SIDE CHANNEL BLOWER HAVING A PLURALITY OF FEED CHANNELS DISTRIBUTED OVER THE CIRCUMFERENCE

Abstract

A side channel blower for an internal combustion engine includes a housing comprising an inlet, an outlet, a first housing part, and a second housing part. The inlet and the outlet are fluidically connected via an inlet region, via at least one feed channel which extends at least partially in an annular shape in at least one of the first housing part and the second housing part, and via an outlet region. An impeller is rotatably mounted in the housing and is driven via a drive unit. The impeller comprises conveying blades which interact with a feed channel arranged opposite thereto. At least one interruption region is arranged between the inlet region and the outlet region. The at least one interruption region is configured to interrupt the at least one feed channel in a circumferential direction. The at least one feed channel comprises a circumferential angle of <300°.

Description

CROSS REFERENCE TO PRIOR APPLICATIONS

This application is a U.S. National Phase application under 35 U.S.C. §371 of International Application No. PCT/EP2012/062803, filed on Jul. 2, 2012 and which claims benefit to German Patent Application No. 10 2011 108 763.3, filed on Jul. 28, 2011. The International Application was published in German on Jan. 31, 2013 as WO 2013/013933 A1 under PCT Article 21(2).

Jobs:
• a. Edit the entries from the line that contains "One marker per instance of the metal" through the last line of the entries, changing every "photo" to "image" and leaving everything else as it is. Give back only those lines.
• b. Continue the side channel blower patent text from the point where it stops.
The side channel blower text and the entries below it were taken from unrelated sources.

Excerpted records:
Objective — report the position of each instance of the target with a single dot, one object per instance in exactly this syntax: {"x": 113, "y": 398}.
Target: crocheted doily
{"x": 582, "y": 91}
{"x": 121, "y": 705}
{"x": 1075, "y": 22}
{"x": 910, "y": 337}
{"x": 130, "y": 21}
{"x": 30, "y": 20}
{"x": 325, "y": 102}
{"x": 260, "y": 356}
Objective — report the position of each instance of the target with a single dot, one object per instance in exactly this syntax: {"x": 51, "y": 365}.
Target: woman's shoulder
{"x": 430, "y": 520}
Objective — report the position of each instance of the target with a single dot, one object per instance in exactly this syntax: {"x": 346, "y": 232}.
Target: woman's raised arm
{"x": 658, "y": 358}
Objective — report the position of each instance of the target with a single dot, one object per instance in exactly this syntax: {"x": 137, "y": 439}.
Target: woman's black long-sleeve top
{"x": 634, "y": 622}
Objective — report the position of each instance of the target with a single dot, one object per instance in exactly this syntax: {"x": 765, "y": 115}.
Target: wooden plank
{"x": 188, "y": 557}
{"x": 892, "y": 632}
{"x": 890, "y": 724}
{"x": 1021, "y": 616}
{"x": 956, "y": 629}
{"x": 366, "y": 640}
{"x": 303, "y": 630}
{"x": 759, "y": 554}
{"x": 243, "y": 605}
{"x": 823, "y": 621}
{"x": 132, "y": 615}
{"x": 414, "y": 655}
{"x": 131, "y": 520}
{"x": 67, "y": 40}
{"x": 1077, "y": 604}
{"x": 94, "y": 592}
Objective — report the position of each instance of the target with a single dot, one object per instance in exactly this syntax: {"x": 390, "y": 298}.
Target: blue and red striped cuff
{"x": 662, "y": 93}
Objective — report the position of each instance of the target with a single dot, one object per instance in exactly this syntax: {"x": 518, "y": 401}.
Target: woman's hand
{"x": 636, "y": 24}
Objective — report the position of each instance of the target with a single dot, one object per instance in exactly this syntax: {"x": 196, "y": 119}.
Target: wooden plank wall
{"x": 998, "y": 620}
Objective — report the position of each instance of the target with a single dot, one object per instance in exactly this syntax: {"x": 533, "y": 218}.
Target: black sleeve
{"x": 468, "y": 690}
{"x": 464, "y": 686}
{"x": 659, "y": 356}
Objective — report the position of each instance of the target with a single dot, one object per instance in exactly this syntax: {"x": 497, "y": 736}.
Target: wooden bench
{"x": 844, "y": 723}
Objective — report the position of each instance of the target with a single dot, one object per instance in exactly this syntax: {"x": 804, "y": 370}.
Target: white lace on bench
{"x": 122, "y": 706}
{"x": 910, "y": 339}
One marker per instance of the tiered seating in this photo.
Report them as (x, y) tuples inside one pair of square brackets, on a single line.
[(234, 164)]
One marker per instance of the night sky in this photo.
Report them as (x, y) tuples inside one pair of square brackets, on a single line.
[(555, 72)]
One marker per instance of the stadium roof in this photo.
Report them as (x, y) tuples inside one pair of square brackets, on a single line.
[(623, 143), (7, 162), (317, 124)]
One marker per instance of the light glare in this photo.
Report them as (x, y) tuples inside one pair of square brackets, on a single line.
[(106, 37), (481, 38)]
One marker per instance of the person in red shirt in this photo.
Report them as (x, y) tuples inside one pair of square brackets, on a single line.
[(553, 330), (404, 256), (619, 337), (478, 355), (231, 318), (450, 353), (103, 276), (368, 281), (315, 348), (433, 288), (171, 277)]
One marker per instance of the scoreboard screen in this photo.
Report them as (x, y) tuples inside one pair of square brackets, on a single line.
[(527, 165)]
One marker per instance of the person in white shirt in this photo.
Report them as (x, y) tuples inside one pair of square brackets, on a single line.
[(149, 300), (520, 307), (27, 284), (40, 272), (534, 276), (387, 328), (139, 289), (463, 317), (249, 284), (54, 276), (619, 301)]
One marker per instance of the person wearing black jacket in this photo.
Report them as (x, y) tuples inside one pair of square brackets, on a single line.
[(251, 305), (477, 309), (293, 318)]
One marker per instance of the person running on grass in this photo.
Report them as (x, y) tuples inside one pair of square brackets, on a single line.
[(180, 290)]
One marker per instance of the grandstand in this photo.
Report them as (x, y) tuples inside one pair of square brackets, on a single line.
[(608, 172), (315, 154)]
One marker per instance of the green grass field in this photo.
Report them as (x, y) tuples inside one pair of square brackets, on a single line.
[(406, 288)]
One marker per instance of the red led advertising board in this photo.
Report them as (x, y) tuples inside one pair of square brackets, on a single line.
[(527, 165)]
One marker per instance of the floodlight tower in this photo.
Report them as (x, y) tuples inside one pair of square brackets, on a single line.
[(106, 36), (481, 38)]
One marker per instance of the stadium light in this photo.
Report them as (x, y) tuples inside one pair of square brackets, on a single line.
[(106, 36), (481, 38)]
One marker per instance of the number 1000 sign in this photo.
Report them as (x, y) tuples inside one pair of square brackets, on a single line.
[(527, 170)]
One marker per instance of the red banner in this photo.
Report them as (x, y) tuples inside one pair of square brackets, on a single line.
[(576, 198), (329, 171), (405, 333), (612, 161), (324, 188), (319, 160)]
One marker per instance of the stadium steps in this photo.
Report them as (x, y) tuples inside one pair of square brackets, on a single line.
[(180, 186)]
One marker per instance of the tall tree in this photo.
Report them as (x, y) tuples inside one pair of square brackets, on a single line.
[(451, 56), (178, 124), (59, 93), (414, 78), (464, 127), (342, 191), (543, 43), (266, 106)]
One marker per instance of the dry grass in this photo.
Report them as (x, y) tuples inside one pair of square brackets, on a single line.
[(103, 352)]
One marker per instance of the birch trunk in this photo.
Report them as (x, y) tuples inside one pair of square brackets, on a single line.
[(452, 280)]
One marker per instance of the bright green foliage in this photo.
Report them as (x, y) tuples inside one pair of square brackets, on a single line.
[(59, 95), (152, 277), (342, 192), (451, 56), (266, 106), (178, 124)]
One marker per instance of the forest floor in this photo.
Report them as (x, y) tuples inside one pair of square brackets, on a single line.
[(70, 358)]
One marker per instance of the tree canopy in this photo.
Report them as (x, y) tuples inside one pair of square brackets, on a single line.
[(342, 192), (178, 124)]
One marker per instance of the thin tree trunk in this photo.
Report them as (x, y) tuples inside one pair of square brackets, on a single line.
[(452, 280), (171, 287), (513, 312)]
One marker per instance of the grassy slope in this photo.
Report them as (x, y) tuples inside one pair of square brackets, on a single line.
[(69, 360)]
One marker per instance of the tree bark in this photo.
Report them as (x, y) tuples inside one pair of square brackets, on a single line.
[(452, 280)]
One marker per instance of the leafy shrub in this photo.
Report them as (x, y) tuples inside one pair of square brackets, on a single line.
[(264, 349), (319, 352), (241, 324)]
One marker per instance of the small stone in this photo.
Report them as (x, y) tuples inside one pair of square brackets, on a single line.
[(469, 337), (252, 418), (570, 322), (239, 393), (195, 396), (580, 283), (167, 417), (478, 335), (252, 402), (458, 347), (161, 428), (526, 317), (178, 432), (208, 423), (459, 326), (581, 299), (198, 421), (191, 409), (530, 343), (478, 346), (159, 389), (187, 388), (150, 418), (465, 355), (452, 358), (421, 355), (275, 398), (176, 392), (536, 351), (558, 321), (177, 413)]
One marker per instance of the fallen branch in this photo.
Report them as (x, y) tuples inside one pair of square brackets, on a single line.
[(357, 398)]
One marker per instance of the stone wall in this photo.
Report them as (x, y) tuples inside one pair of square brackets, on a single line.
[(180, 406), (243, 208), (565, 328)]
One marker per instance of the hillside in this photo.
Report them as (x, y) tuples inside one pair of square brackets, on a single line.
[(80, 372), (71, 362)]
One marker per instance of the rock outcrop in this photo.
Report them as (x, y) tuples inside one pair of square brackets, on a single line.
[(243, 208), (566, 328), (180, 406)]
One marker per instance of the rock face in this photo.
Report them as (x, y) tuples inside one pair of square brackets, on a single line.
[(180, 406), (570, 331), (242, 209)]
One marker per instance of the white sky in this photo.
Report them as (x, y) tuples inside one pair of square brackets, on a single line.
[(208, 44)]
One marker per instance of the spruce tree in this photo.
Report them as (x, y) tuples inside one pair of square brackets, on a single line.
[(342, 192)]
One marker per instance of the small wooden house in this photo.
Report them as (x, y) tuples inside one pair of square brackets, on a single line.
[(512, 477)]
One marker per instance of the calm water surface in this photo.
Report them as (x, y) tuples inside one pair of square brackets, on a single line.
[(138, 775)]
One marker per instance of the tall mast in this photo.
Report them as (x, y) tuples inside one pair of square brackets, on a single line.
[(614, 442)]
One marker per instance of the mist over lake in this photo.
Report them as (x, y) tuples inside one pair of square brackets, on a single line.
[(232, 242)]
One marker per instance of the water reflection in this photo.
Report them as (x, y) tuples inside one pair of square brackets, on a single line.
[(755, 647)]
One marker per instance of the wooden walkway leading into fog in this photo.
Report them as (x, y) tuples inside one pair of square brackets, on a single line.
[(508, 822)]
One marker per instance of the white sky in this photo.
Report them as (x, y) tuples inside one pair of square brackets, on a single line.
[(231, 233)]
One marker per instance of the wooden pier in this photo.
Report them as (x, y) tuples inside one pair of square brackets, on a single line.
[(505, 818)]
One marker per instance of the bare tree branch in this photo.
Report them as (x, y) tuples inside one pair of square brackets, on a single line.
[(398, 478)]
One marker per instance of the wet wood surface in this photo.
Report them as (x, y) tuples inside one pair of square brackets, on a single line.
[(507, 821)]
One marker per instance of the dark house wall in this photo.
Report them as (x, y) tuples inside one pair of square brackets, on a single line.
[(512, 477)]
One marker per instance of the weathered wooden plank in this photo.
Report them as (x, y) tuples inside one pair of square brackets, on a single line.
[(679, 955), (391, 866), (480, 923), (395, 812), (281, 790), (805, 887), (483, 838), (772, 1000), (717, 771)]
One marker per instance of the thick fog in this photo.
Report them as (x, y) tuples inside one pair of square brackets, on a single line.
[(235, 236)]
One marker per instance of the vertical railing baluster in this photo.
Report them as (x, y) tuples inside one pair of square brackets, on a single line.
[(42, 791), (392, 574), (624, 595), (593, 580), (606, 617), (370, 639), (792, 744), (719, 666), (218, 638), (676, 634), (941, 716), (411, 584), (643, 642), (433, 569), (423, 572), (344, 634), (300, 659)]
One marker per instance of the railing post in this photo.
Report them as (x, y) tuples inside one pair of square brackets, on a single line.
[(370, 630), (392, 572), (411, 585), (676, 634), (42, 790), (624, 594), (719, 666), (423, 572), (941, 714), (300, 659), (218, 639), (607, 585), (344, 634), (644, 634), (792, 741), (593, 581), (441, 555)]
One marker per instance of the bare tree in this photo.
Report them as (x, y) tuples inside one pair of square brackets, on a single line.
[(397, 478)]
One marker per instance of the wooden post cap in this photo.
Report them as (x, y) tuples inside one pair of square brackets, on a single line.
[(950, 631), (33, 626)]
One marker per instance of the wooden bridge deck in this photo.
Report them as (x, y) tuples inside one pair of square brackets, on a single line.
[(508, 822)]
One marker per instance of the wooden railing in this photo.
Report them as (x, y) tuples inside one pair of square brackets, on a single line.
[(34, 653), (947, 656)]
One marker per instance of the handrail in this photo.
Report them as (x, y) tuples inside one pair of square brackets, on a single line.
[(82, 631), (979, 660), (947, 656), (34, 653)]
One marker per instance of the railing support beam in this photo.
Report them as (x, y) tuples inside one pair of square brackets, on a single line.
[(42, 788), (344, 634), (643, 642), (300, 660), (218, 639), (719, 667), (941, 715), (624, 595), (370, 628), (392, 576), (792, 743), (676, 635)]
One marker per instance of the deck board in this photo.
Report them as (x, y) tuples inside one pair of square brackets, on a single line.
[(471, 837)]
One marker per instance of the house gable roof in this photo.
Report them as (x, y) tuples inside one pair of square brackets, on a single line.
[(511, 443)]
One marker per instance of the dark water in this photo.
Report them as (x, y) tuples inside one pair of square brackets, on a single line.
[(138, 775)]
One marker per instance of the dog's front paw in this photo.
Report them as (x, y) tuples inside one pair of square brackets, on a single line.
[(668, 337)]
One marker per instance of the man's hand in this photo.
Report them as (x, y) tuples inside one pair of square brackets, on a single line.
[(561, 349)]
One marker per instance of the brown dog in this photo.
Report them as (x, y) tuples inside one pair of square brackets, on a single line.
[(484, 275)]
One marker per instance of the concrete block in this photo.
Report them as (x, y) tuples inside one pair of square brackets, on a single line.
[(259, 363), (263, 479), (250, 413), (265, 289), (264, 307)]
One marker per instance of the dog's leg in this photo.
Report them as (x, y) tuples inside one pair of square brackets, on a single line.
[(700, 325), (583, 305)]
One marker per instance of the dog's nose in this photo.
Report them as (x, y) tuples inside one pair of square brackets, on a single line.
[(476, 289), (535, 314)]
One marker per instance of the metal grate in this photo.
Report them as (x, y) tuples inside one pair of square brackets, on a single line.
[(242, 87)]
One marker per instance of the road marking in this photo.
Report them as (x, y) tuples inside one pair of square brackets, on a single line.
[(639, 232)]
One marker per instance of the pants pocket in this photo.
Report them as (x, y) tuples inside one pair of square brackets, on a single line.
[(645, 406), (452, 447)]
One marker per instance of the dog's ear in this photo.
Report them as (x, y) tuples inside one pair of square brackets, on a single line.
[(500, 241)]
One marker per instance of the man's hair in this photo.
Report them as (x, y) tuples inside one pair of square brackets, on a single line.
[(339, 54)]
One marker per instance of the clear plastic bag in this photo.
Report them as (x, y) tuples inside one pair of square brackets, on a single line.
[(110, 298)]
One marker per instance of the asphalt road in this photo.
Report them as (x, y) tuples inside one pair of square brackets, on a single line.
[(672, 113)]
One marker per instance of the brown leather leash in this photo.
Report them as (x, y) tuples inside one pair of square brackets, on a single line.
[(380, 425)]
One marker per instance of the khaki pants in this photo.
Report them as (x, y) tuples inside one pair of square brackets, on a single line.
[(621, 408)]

Results of the tasks:
• a.
One marker per instance of the metal grate in this image.
Report them as (x, y) tuples inside one pair of square brackets, on a single line.
[(242, 87)]
One marker per instance of the road marking in this image.
Report them as (x, y) tuples inside one pair of square brackets, on a single line.
[(639, 232)]
One marker per instance of the pants pocket in this image.
Report them as (x, y) tuples inside one pair of square brackets, on a single line.
[(645, 406), (452, 447)]
One marker per instance of the dog's ear in this image.
Report them as (x, y) tuples inside one pair of square brackets, on a single line.
[(500, 241)]
One marker per instance of the man's hair in this image.
Report them as (x, y) tuples inside one pair of square brackets, on a single line.
[(339, 54)]
One marker per instance of the clear plastic bag in this image.
Report them as (x, y) tuples inside one pair of square brackets, on a single line.
[(110, 298)]
One marker per instance of the asphalt road in this image.
Report them as (x, y) tuples inside one pair of square brackets, on a single line.
[(672, 113)]
One marker per instance of the brown leather leash in this image.
Report them as (x, y) tuples inside one pair of square brackets, on a single line.
[(380, 425)]
One marker per instance of the khaki pants in this image.
Report them as (x, y) tuples inside one pair of square brackets, on a single line.
[(621, 408)]

• b.
FIELD

The present invention relates to a side channel blower, in particular, a secondary air pump for an internal combustion engine, comprising a multi-part housing which has at least one inlet and at least one outlet and has substantially one first and one second housing part, wherein the inlet and the outlet are fluidically connected via at least one inlet region, extending over at least one at least partially annular feed channel formed in the first and/or second housing part and via at least one outlet region, comprising an impeller which is rotatably mounted in the housing and can be driven via a drive unit, wherein the impeller has conveying blades which interact with the opposite feed channel and comprising at least one interruption region between the inlet region and the outlet region, in which the at least one feed channel is interrupted in the circumferential direction

BACKGROUND

Such side channel blowers or pumps are generally known and are described in a large number of applications, for example, in DE 10 2009 006 652 A1. In a motor vehicle, they are used, for example, to convey fuel or to blow secondary air into the exhaust gas system. The drive is typically provided by an electric motor that drives the impeller. The circumference of the impeller is substantially configured such that it forms a circumferential vortex channel together with the axially opposite feed channel. From the part of the impeller that forms the vortex channel, conveying blades extend perpendicularly towards the opposite part of the feed channel that is configured as a housing so that pockets are formed between the conveying blades. When the impeller rotates, the conveyed fluid in the pockets is accelerated by the conveying blades both in the circumferential direction and the radial direction so that a circulating vortex flow is created in the feed channel.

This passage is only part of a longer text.